● Document passage:
SD FACES POULTRY CRISIS - DIR.VET
The country is facing a looming poultry crisis and will soon feel the full effect of the ban on imports of poultry products from South Africa if the outbreak of avian flu (bird flu) is not quickly averted.
This week, South African media revealed that the Mpumalanga and Gauteng Provinces, which are not far from Swaziland, have reported similar cases of bird flu.
Director of Veterinary Services Dr Xolani Dlamini, whilst appreciating producers for not panicking and rushing to increase prices following the ban, fears that soon the country may find itself faced with a crisis.
It is feared that as soon as the existing stock already out in the market is depleted, poultry products will be scarce and that may result in prices being reviewed upwards.
Dr. Dlamini when contacted about the pending calamity the country faces said: “We must thank the producers for not quickly reacting to the market uncertainty caused by the ban on poultry products. The challenges or the effects will definitely be felt by the consumer in the next few weeks when we start to run out of chicken because nothing will be imported in the period between the time the ban was issued and lag time, which is six weeks.”
National Chicks Operations Director Dave Chumming said they were already feeling the brunt of the ban.
He said before the ban, they were hatching about 80 000 chicks a day and now had scaled down to 10 000.
Dave disclosed that they are working with the ministry of agriculture to ensure that the country averts the possibility of shelves being depleted with no chicken meat.

● Extracted entries:

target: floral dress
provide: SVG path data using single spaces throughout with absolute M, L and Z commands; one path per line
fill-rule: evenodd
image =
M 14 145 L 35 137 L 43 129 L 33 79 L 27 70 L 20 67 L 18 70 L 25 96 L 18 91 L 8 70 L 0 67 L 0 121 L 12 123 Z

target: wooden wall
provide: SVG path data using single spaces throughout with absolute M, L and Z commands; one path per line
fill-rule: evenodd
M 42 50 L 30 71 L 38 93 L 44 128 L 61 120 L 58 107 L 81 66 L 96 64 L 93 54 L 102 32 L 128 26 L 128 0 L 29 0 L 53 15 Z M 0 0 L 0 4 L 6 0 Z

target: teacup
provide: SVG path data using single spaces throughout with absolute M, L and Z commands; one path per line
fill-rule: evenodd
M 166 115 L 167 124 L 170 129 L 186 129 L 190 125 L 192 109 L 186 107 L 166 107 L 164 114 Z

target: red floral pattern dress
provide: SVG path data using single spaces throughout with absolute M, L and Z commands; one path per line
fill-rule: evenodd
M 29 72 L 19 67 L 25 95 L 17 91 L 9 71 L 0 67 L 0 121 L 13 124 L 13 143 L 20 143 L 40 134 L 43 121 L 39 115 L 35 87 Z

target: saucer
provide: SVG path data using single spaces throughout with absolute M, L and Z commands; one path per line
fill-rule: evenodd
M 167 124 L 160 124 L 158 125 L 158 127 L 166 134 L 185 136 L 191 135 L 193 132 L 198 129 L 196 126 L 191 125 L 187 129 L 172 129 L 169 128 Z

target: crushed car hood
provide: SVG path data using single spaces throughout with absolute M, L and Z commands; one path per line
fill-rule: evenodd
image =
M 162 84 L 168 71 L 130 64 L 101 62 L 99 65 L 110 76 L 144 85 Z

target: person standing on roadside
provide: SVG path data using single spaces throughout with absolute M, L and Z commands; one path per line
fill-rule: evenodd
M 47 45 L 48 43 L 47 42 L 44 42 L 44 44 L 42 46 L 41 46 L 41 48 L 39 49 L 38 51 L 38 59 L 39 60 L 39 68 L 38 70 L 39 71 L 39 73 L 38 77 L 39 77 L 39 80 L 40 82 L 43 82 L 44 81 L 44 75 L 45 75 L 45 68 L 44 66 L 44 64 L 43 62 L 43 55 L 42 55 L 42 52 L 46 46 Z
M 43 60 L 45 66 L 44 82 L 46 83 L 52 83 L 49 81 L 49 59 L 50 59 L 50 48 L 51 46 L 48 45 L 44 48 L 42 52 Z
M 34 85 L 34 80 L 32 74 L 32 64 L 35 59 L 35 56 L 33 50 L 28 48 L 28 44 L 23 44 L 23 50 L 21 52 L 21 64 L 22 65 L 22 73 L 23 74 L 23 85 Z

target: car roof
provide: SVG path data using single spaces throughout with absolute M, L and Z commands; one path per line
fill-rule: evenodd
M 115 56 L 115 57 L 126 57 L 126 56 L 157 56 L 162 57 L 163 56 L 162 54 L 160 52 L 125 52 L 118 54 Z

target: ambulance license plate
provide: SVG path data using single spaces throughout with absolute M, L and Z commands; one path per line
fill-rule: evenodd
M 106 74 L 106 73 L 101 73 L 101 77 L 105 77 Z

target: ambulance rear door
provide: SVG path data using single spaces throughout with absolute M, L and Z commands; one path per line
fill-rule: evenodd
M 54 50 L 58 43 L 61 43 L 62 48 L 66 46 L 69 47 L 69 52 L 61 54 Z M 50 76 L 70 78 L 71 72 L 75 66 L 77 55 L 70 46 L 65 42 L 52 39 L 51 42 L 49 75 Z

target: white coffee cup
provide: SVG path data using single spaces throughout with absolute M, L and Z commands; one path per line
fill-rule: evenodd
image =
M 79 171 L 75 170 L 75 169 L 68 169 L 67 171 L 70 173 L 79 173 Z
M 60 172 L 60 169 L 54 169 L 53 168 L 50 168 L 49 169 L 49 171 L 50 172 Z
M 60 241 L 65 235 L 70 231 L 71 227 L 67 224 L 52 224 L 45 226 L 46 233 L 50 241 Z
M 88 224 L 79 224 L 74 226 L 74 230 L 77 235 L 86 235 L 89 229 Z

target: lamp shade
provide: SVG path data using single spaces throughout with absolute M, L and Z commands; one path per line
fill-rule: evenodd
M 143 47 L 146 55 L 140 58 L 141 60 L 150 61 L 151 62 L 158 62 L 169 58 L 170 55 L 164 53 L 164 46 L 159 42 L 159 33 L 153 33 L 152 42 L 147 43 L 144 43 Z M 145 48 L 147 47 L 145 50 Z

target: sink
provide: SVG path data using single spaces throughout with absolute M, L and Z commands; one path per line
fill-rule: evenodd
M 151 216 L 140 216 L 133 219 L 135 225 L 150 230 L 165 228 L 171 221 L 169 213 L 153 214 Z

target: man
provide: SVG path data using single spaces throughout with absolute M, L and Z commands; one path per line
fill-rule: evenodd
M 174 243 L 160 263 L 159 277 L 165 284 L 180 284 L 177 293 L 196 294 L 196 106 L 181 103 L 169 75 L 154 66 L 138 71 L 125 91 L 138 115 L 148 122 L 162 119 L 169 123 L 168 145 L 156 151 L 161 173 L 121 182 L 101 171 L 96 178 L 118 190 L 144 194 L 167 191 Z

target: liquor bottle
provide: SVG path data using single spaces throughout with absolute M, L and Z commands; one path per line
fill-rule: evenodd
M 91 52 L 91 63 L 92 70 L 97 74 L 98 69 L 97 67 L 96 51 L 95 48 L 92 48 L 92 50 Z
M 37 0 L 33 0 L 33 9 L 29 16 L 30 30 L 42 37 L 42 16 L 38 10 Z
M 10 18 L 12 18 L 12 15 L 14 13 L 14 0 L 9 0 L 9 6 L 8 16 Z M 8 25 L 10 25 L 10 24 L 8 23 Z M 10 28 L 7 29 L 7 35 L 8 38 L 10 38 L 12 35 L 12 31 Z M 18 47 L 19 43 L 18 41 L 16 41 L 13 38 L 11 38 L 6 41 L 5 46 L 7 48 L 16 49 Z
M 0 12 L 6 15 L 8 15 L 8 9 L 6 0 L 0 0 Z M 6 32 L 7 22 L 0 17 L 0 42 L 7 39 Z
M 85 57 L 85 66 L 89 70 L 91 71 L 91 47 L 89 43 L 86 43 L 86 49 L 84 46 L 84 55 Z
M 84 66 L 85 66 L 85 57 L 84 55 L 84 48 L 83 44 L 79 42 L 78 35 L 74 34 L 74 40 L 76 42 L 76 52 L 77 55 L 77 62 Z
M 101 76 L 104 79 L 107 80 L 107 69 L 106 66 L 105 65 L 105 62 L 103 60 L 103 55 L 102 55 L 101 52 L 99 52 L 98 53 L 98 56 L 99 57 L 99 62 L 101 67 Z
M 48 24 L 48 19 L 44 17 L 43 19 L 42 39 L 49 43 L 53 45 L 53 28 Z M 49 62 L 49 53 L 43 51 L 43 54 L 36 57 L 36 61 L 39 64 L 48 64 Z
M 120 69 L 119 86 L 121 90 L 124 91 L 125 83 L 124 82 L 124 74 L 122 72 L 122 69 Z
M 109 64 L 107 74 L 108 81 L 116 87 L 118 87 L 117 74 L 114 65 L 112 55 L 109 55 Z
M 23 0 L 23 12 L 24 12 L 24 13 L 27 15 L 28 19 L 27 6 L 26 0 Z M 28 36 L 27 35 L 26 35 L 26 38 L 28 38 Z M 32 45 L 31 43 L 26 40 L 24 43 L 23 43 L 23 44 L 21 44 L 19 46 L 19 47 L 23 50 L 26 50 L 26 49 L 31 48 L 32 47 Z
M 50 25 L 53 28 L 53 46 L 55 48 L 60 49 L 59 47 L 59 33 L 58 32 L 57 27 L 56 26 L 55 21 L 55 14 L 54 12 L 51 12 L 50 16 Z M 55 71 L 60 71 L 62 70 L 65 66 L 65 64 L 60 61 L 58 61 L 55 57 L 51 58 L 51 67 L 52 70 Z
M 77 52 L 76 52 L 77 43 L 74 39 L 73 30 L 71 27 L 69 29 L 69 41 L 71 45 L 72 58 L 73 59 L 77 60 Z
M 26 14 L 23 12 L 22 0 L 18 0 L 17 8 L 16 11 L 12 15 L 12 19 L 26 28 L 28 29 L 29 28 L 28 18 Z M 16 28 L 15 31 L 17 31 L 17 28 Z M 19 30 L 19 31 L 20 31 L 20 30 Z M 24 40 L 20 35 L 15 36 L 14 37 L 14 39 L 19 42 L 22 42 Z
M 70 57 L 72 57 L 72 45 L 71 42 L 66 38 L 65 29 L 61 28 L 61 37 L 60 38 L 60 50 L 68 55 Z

● Work order 1: In the poultry crisis article, how many chicks a day was National Chicks hatching before the ban?
● Work order 2: Quote the poultry crisis article word for word, beginning at the words "SD FACES POULTRY" and stopping after "being reviewed upwards.".
● Work order 3: Extend the poultry crisis article with a few more sentences that pick up after its final line.

● Task result 1: About 80 000 chicks a day.

● Task result 2:
SD FACES POULTRY CRISIS - DIR.VET
The country is facing a looming poultry crisis and will soon feel the full effect of the ban on imports of poultry products from South Africa if the outbreak of avian flu (bird flu) is not quickly averted.
This week, South African media revealed that the Mpumalanga and Gauteng Provinces, which are not far from Swaziland, have reported similar cases of bird flu.
Director of Veterinary Services Dr Xolani Dlamini, whilst appreciating producers for not panicking and rushing to increase prices following the ban, fears that soon the country may find itself faced with a crisis.
It is feared that as soon as the existing stock already out in the market is depleted, poultry products will be scarce and that may result in prices being reviewed upwards.

● Task result 3:
“We are working closely with the ministry in sourcing proper documentation and also liasing with the South African Department of Agriculture to try get the product at the safe zones”.
“However, I must also disclose that if we fail to get the proper documentation within this week, it will result in the industry failing to deliver to the market chicken meat. For us as National Chicks, on calculation we will be forced to at least get about half a million chicks, which on its own is not going to be a possibility as that will require specially made trucks to transport them into the country,” he stated.
Dave disclosed that they are tirelessly working on the issue with cooperation of the ministry and are hoping to get the proper documentation to avert the challenges placed by the ban on live chickens and thus curb the spread of avian influenza.
The Agriculture Department in the Republic of South Africa banned the sale of live chickens until the H5N8 strain has been eliminated.
The country was forced to do likewise and ban or stop any imports of chicken and or any products to help contain the deadly chicken disease.
An expert within the ministry of agriculture confided to this newspaper that the country is small in size, hence the reason it had to effect strict measures to protect the industry.
“The H5N8 strain if it can be dictated it can mean catastrophe for the country because the only available option is to kill and destroy all the infected chickens and monitor the area for some time”.
The expert said the country is in safe hands as once such was dictated in the neighboring country, the ministry increased its monitoring mission and of course as a first measure it stopped all imports of live chickens into Swaziland.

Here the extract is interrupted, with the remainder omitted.